-- Tasks to perform --
a: How many whole cardamom pods does the chickpea post call for?
b: Please carry on the chickpea post from its last line.

More Fun With Chickpeas

Never would I have imagined that we Boeckman-Walker would human residents of Chezbecome consumers of mass quantities of chickpeas. These legumes were unknown foodstuffs to me less than two years ago. Okay, sure, I knew of them, as did the husband, I'm sure, but they were not part of our childhood and early adulthood dietary intake. They're...foreign. And where I grew up, foreign was inaccessible and...bad, according to some folks, morons though they be.

But now chickpeas are a well-loved, familiar sight on our table. Since it's about the legume I can get the husband to eat, I'm always on the lookout for new, tasty chickpea recipes. Thanks to the thoughtful Christmas gift from my sister- and brother-in-law and the culinary wisdom of Madhur Jaffrey, I have another dish to add to the chickapalooza collection.

Easy Chickpea Curry
2 C drained weight canned chickpeas (about 1 lb. 3 oz. canned weight)
2 smallish tomatoes (about 8 oz.), chopped
2" piece of ginger, peeled and chopped
4 garlic cloves, chopped
3-6 fresh hot green chilies, chopped
1 C cilantro tops, chopped
1 T ground coriander
2 t ground cumin
1/2 t ground turmeric
1/2 t cayenne pepper
1 1/4 t salt
3 T corn, peanut or olive oil
1 medium cinnamon stick
5 whole cardamom pods
2 bay leaves
1 C finely chopped onion
2 medium potatoes (about 9 oz.), peeled and cut into 3/4" dice
  1. Drain the chickpeas in a colander.
  2. Put the tomatoes, ginger, garlic, chilies, cilantro, coriander, cumin, turmeric, cayenne and 1 teaspoon of salt in a blender along with 5-6 tablespoons of water.
  3. Blend the ingredients until smooth, pushing them down with a rubber scraper when necessary to improve even blending.
  4. Pour the oil into a wide, lidded, medium-size pan, and set it over medium-high heat.
  5. When the oil is hot, add the cinnamon, cardamom and bay leaves.
  6. Ten seconds later, add the onion and potatoes, then stir and fry for 6 min. or until the onion is lightly browned.
  7. Add the paste from the blender to the pot, then stir for a minute.
  8. Cover the pan, reduce the heat to medium-low and let it cook for 6-7 min., lifting the lid now and then to stir.

-- Recorded data --
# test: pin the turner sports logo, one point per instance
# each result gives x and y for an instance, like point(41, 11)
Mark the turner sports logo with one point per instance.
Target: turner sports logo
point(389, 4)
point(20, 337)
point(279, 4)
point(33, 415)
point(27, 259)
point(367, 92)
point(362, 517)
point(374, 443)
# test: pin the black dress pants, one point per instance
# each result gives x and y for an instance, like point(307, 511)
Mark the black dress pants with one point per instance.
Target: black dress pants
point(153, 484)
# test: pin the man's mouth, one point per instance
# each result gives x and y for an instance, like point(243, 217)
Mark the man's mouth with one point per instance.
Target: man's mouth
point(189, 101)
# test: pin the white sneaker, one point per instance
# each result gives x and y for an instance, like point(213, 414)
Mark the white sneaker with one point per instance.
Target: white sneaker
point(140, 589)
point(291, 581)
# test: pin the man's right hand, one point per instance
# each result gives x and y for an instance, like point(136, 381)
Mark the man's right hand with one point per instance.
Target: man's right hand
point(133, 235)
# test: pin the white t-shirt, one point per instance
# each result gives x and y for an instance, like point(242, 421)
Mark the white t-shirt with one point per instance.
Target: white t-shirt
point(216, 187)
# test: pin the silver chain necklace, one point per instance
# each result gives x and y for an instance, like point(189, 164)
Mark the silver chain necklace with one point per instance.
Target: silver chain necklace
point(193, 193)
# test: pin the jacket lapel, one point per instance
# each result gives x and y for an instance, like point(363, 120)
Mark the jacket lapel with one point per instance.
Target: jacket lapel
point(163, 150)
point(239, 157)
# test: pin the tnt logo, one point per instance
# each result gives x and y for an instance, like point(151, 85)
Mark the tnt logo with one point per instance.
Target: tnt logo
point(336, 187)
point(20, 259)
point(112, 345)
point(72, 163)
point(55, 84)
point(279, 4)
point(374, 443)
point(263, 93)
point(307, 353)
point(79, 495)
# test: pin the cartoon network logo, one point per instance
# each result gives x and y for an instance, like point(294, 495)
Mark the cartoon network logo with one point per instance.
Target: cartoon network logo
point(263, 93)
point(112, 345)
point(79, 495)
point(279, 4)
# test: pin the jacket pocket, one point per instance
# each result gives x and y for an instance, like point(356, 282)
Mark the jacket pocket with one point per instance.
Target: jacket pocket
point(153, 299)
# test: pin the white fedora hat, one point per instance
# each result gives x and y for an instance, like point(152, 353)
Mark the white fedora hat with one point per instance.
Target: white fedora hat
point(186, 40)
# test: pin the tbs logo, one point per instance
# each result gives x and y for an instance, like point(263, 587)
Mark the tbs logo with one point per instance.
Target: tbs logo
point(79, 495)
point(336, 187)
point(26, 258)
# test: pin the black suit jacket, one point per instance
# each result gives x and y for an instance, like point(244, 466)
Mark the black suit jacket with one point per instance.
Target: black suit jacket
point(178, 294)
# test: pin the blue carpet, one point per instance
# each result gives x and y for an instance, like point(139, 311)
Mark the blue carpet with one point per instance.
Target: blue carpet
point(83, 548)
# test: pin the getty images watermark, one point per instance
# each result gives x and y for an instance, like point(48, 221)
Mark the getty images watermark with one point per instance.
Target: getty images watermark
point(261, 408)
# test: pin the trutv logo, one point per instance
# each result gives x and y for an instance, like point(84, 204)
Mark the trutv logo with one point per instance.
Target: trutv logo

-- Exercise results --
a: Five.

b:
  9. Add the chickpeas, the remaining quarter-teaspoon of salt and 1 cup of water, then stir.
  10. Bring the curry to a simmer, cover and cook gently over low heat for 20 min., stirring occasionally.
Yield: 4-6 servings of unknown size

Nutritional Info
I can't provide this information, but I'm sure you could figure it out for yourself. This isn't the most sinful dish every prepared, that's for sure.

The Faudie's Futzings
I've made enough curries over the past two years or so to develop a sense of when things are going right and when things are going horribly wrong. I'm sorry to disappoint you, Gentle Reader, but nothing went horribly wrong with this recipe, which comes from Jaffrey's From Curries to Kebabs: Recipes From the Indian Spice Trail. I ended up with a nicely thickened, very flavorful curry that's quite satisfying.

But yes, Gentle Reader, I did futz:
  • I soaked my own chickpeas--about 2 cups worth. They'd actually been in a container in the 'fridge for about a week, since I'd finished off a big bag of the legumes and then just chilled 'em since the husband had wanted to have some cooked chickpeas on hand to snack on. He never got around to snacking on them, so I put them to use.
  • I used a can of no-salt-added diced tomatoes. I don't feel horrible using them because (a) fresh tomatoes are kind of expensive; (b) fresh tomatoes are not terribly flavorful and (c) I haven't a bloody clue how to select fresh tomatoes.
  • Because I used canned diced tomatoes and their juices, I didn't add the water to the blender. The juice from the can was sufficient for making the paste.
  • I used canned chopped green chilies because I had some on hand--maybe a tablespoon and a half--from another recipe and wanted to use them before they went bad. I'd considered using the diced jalapeño I had in the pantry, but why open a new can when I have leftovers I can use up?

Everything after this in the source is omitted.